Questions on the material —
A: Answer these questions using the article on the Kentucky hospital:
(i) How much money did the Estill County community raise, and for what?
(ii) Who managed the hospital until 1986?
(iii) Through how many Rural Health Clinics does the hospital provide primary care?
B: Rewrite the passage of the hospital article starting with "Mercy Health — Marcum and Wallace Hospital is" and going on through "by Mercy Health.", swapping "not-for-profit" for "nonprofit".

Reading text —

Geography
- Location: Irvine, Kentucky, United States
- Coordinates: 37°42′22″N 83°58′47″W﻿ / ﻿37.7061°N 83.9798°W

Organization
- Religious affiliation: Catholic
- Network: Mercy Health

Services
- Emergency department: yes, Level IV Trama
- Beds: 25

Helipads
- Helipad: yes, US-7439

History
- Opened: 1959

Links
- Website: https://www.mercy.com/locations/hospitals/irvine/marcum-and-wallace-memorial-hospital
- Lists: Hospitals in Kentucky

= Mercy Health Marcum and Wallace Hospital =

Mercy Health — Marcum and Wallace Hospital is a 25-bed, not-for-profit, Critical Access Hospital located in Irvine, Kentucky. It serves as the only hospital in a four-county service area. The hospital is owned and operated by Mercy Health.

== History ==
Mercy Health — Marcum and Wallace Hospital was established in 1959. The hospital was initially funded by the Estill County community, which raised $25,000 to purchase the land and construct the facility. The Benedictine Sisters of Covington, Kentucky were chosen as administrators. This spurred legal actions, regarding separation of church and state. The matter was settled in 1962 by the United States Supreme Court and the Sisters managed it until 1986 when they handed it over to Mercy Health.

== Facilities ==
Mercy Health — Marcum and Wallace Hospital services, include acute care, emergency care, rehabilitation therapies, imaging, lab services, respiratory therapy, sleep studies and primary care through three Rural Health Clinics. The hospital is also a Level IV Trauma Center and an Accredited Chest Pain Center.

Data segment —
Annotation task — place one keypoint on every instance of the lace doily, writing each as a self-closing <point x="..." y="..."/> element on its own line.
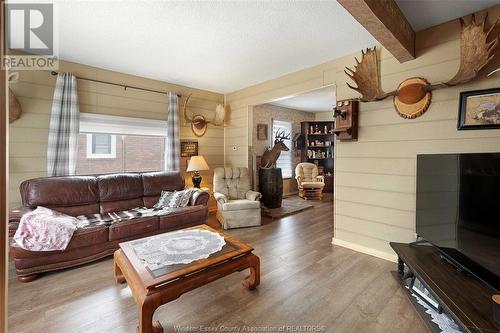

Outputs in order —
A:
(i) $25,000, to purchase the land and construct the facility.
(ii) The Benedictine Sisters of Covington, Kentucky.
(iii) Three.

B:
Mercy Health — Marcum and Wallace Hospital is a 25-bed, nonprofit, Critical Access Hospital located in Irvine, Kentucky. It serves as the only hospital in a four-county service area. The hospital is owned and operated by Mercy Health.